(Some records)
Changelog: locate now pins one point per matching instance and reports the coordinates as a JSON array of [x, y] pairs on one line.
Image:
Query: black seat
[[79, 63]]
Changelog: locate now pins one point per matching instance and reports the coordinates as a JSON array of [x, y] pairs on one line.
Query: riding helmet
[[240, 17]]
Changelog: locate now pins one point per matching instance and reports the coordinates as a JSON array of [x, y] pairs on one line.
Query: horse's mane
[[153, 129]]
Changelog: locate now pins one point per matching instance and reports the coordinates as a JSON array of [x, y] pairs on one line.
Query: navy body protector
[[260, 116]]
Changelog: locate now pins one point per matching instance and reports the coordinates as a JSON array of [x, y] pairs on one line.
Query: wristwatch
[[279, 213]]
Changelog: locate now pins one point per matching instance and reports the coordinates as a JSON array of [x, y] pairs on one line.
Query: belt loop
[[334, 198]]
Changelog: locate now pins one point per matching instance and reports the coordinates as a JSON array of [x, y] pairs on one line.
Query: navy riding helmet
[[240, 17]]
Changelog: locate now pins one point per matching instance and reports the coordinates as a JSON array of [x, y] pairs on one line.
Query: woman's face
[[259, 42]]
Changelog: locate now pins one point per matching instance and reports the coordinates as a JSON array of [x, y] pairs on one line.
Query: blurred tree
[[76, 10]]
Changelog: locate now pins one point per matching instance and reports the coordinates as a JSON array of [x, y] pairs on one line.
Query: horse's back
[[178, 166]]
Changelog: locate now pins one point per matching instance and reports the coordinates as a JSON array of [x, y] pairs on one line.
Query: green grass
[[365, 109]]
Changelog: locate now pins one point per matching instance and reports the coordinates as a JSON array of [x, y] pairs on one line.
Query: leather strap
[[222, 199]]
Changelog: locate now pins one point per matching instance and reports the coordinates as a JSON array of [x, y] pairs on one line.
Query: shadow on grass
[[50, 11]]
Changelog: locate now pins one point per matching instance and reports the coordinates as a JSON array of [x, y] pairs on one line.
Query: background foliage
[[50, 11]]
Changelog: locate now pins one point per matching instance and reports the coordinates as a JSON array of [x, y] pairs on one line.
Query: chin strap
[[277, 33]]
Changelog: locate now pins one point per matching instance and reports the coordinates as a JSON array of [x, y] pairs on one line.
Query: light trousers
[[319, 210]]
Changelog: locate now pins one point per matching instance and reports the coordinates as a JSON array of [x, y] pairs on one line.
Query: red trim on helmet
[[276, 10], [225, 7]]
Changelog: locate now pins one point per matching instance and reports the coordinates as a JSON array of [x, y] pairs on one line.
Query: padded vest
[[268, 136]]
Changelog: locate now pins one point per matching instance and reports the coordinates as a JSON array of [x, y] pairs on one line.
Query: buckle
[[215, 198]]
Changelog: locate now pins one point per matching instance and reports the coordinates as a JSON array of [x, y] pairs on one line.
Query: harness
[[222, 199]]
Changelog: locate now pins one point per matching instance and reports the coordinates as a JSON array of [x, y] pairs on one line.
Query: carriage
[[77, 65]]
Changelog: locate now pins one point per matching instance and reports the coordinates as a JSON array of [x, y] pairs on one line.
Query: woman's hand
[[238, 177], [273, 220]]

## WHAT YOU NEED TO DO
Output the records verbatim, from the first line to the last.

## COMPLETED TASK
Changelog: locate now pins one point per matching instance and reports the coordinates as a JSON array of [x, y] pairs on one line.
Image:
Query: black seat
[[79, 63]]
Changelog: locate now pins one point per matching instance and reports the coordinates as a JSON array of [x, y] pairs on one line.
Query: riding helmet
[[240, 17]]
Changelog: locate now pins one point per matching instance and reports the coordinates as a JSON array of [x, y] pairs on one line.
Query: horse's mane
[[153, 129]]
Changelog: locate now pins one point per matching instance and reports the coordinates as a JSON array of [x, y] pairs on one line.
Query: navy body protector
[[260, 116]]
Changelog: locate now pins one point per matching instance and reports the coordinates as a JSON array of [x, y] pairs on one line.
Query: wristwatch
[[279, 213]]
Changelog: locate now pins one point per matching instance and reports the coordinates as a JSON array of [x, y] pairs on one line.
Query: belt loop
[[334, 198]]
Changelog: locate now pins one point per matching instance and reports the coordinates as a JSON array of [x, y] pairs on one line.
Query: navy riding helmet
[[240, 17]]
Changelog: locate now pins one point per matching instance and reports the coordinates as a JSON array of [x, y] pairs on one line.
Query: woman's face
[[259, 42]]
Changelog: locate now pins one point per matching instance and reports the coordinates as a JSON array of [x, y] pairs on one line.
Query: blurred tree
[[76, 10]]
Changelog: locate now pins one point per matching instance and reports the coordinates as a JSON array of [x, y] pairs on one line.
Query: horse's back
[[178, 166]]
Changelog: locate now pins one point per matching instance and reports the coordinates as a JSON array of [x, y] pairs on one line.
Query: green grass
[[365, 109]]
Changelog: locate now pins one point per matching instance and reports the coordinates as a JSON array of [x, y] pairs on one line.
Query: leather strap
[[222, 199]]
Changelog: locate now pins one point per matching instance and reports the coordinates as a JSON array of [x, y] pairs on one line.
Query: shadow on grass
[[50, 11]]
Changelog: locate now pins one point per matching instance and reports the coordinates as a JSON array of [x, y] pairs on one line.
Query: background foliage
[[50, 11]]
Changelog: locate now pins one point per matching instance and reports the coordinates as a JSON array of [x, y] pairs on one line.
Query: chin strap
[[277, 33]]
Changelog: locate now pins one point per matching instance and reports the coordinates as a JSON array of [x, y] pairs on one line.
Query: light trousers
[[319, 210]]
Changelog: locate now pins one point per matching instance and reports the coordinates as a JSON array of [x, y] pairs on one line.
Query: red trim on helmet
[[276, 10], [225, 7]]
Changelog: locate now pins one point per matching instance and reports the coordinates as a JSON array of [x, y] pairs on one line.
Query: padded vest
[[268, 136]]
Changelog: locate now pins one point per matching instance and reports the coordinates as a JSON array of [x, y] pairs on one line.
Query: buckle
[[215, 198]]
Changelog: locate now pins one point per matching instance and reports the coordinates as a JSON array of [x, y] pairs on one line.
Query: harness
[[222, 199]]
Changelog: locate now pins one point per matching instance and reports the coordinates as a JSON array of [x, y] pairs on one line.
Query: carriage
[[77, 65]]
Changelog: locate now pins one point per matching instance and reports the coordinates as a JSON array of [x, y] pairs on one line.
Query: woman's hand
[[238, 177], [273, 220]]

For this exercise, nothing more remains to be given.